▶ [What the exercise asks]: Count the lines of the material below that contain the string "window", and state only that number.

(Entries for pointing and labeling)
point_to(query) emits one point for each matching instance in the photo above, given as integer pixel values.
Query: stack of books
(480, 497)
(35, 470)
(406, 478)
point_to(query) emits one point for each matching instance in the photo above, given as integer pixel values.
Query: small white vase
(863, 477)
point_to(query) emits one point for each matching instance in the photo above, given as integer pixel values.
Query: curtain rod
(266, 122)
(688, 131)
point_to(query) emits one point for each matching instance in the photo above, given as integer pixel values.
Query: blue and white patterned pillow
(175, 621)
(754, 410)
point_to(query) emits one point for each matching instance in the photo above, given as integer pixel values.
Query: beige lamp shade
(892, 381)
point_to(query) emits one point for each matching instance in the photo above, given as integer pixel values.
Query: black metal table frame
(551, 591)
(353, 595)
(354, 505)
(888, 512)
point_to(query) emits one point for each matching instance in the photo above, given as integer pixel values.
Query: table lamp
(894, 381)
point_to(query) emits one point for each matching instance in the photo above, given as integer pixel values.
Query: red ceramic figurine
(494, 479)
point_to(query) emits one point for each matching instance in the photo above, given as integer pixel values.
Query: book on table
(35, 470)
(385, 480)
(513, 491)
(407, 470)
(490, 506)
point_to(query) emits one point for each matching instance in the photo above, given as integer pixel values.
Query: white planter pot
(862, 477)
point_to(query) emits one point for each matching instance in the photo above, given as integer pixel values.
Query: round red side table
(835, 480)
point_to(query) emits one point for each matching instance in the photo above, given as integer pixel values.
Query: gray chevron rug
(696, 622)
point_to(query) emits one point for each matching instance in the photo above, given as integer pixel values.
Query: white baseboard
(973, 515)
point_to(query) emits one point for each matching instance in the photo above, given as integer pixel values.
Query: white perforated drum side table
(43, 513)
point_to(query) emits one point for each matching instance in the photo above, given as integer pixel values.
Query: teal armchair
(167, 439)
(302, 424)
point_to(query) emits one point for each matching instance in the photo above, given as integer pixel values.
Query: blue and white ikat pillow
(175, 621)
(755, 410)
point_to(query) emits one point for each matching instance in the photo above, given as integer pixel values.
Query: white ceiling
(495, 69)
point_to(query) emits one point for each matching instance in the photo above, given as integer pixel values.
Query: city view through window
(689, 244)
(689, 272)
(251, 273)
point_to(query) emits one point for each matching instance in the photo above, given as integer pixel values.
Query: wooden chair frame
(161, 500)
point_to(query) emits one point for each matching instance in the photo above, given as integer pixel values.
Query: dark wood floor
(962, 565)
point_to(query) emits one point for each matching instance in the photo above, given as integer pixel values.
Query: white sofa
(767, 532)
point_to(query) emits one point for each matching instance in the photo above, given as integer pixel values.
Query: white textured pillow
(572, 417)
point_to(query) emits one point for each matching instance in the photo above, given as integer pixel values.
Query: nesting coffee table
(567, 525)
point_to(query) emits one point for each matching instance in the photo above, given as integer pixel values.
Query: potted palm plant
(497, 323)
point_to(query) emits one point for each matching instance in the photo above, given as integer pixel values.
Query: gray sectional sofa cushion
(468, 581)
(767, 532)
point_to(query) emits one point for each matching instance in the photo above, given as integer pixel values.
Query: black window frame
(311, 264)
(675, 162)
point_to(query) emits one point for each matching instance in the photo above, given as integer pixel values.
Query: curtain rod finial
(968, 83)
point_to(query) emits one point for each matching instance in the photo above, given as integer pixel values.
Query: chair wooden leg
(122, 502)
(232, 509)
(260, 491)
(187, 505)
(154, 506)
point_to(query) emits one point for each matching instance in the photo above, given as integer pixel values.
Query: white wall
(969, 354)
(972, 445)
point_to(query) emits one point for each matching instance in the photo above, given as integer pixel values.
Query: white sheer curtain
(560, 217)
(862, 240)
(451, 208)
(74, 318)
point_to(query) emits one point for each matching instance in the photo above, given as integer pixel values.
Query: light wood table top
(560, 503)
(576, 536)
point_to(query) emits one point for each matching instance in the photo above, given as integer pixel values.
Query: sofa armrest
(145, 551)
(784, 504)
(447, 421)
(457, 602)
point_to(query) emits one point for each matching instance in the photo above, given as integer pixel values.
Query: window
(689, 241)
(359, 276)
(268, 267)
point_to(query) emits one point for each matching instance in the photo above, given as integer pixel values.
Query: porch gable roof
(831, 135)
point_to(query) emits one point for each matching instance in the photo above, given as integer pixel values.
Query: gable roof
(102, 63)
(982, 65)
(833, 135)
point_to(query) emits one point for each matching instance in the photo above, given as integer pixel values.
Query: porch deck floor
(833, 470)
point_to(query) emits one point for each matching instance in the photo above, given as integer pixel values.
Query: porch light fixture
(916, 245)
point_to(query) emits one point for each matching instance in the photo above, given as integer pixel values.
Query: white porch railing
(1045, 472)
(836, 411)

▶ [Result of the task]: 3